[Material for this exercise]
* * * * * * * * *

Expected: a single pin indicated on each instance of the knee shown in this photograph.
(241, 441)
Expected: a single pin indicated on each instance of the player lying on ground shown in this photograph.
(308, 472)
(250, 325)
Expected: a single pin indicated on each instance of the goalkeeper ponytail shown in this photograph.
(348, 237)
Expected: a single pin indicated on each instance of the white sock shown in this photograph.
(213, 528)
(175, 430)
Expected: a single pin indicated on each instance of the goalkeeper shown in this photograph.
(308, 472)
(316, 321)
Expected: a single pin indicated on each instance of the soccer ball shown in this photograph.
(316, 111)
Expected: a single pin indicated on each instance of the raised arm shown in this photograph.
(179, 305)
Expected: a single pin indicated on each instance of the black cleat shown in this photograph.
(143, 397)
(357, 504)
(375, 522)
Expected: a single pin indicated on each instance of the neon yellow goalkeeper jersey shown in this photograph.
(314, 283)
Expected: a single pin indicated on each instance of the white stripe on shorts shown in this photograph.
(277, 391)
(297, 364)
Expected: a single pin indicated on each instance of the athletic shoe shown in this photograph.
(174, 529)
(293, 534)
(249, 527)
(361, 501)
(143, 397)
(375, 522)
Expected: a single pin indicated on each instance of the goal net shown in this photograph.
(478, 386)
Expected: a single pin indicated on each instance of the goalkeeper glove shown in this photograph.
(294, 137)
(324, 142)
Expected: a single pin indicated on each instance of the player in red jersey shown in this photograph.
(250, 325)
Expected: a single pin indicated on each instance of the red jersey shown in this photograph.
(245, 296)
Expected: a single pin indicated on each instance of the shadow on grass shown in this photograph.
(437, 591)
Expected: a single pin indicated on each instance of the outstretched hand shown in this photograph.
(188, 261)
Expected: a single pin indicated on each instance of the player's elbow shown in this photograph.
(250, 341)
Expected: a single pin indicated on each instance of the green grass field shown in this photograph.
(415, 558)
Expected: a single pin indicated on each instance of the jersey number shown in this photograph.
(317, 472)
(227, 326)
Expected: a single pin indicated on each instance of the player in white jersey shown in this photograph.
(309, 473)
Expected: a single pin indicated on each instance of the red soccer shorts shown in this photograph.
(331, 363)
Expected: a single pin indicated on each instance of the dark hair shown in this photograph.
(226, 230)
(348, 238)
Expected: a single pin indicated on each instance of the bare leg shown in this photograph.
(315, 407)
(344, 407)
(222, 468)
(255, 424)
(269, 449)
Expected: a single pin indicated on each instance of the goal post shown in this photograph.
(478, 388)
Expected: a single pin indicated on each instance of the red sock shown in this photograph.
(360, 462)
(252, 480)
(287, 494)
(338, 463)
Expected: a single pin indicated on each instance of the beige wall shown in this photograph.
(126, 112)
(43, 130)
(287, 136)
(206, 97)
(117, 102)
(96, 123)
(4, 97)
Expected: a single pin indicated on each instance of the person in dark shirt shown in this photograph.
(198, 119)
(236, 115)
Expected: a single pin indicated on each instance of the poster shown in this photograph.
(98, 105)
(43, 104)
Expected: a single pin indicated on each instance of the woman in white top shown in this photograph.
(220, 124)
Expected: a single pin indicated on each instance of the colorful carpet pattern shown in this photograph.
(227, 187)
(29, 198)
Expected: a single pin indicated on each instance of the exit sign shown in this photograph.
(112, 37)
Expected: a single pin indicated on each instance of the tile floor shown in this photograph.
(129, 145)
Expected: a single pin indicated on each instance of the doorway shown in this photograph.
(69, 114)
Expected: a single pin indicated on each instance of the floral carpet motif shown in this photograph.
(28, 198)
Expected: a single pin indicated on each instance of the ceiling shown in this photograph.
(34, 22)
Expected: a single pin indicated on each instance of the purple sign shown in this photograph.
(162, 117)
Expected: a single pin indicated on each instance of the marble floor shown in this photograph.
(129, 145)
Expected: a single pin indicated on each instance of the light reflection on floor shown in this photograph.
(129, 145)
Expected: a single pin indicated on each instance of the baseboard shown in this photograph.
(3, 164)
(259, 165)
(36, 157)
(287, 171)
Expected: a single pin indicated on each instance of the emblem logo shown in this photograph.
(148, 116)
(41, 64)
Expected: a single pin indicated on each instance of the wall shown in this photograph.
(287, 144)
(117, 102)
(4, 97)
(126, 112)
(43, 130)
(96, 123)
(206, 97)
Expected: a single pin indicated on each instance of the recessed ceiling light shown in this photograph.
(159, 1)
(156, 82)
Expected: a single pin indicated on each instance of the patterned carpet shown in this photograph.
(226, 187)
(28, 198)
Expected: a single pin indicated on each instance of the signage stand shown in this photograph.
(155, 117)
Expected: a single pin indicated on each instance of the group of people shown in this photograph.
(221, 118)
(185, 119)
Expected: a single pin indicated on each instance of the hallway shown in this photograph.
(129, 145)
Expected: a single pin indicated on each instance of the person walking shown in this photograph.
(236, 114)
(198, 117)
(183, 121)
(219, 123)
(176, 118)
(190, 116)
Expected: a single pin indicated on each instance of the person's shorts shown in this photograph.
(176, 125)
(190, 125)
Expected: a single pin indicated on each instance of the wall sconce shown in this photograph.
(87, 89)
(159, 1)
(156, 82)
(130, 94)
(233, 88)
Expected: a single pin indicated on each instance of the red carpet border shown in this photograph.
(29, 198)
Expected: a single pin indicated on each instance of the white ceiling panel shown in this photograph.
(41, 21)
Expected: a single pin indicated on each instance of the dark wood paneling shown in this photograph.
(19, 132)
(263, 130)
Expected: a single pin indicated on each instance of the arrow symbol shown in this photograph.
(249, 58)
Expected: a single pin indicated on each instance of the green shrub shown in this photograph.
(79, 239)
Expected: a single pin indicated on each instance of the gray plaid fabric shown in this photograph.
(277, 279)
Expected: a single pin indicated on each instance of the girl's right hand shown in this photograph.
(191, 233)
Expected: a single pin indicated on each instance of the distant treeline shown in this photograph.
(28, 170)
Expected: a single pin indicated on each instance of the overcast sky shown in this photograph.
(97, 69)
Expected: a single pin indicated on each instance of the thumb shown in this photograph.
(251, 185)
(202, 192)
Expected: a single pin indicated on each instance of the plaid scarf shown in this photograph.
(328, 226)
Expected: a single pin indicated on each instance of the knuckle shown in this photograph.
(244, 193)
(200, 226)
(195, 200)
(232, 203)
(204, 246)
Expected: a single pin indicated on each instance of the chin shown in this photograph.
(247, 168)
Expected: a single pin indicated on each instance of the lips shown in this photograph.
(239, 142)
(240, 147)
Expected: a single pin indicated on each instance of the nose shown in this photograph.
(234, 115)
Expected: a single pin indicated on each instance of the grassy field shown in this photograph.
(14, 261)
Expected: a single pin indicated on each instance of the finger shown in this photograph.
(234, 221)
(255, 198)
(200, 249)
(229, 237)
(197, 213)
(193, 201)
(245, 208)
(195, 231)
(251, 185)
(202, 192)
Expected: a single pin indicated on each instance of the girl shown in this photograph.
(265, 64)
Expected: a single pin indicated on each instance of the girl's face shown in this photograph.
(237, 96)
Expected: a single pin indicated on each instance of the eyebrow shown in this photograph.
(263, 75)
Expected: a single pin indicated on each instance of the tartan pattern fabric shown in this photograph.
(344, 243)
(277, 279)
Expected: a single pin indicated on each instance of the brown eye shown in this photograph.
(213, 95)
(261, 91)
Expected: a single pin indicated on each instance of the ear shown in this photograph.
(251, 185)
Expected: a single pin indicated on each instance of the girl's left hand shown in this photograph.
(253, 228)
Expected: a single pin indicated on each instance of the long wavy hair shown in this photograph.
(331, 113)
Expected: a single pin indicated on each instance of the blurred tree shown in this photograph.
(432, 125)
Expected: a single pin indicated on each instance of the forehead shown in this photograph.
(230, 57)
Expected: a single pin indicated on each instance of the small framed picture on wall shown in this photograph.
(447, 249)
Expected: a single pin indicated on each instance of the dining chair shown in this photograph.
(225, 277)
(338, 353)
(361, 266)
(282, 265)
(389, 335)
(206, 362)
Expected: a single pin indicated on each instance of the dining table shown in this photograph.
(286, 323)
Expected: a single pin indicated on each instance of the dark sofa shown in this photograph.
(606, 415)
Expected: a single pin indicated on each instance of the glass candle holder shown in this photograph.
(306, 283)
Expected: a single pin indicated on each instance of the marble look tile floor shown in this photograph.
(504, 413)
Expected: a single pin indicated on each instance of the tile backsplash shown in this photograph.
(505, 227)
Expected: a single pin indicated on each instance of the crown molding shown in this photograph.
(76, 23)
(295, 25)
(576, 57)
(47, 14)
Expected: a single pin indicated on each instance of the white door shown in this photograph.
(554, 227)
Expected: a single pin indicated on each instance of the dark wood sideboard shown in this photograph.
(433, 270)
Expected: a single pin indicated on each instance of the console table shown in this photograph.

* * * * * * * * *

[What needs to be done] Each line from the one with "Expected: a single pin indicated on each instance of the small" through the last line of the records must be written out word for word. Include nothing else.

[Exercise solution]
Expected: a single pin indicated on each instance of the small framed picture on wall shown in this photograph.
(447, 249)
Expected: a single pin indicated on each instance of the dining chair shown in this photograph.
(225, 277)
(338, 353)
(361, 266)
(282, 265)
(389, 335)
(206, 362)
Expected: a single pin indicated on each instance of the dining table shown in this photograph.
(286, 323)
Expected: a single pin indicated on each instance of the dark sofa shown in this photograph.
(606, 415)
Expected: a single pin indicated on each instance of the glass candle holder shown in this photograph.
(306, 283)
Expected: a single pin indicated on each instance of the marble look tile floor shown in this photograph.
(504, 413)
Expected: a single pin indicated on each instance of the tile backsplash shown in this photograph.
(505, 227)
Expected: a single pin indicated on each instance of the crown molding shown in this photograph.
(76, 23)
(295, 25)
(576, 57)
(47, 14)
Expected: a single pin indicated on each instance of the white door shown in this photograph.
(554, 227)
Expected: a single pin indicated on each instance of the dark wood sideboard shown in this photograph.
(433, 270)
Expected: a single pin indicated on each instance of the console table shown in this photograph.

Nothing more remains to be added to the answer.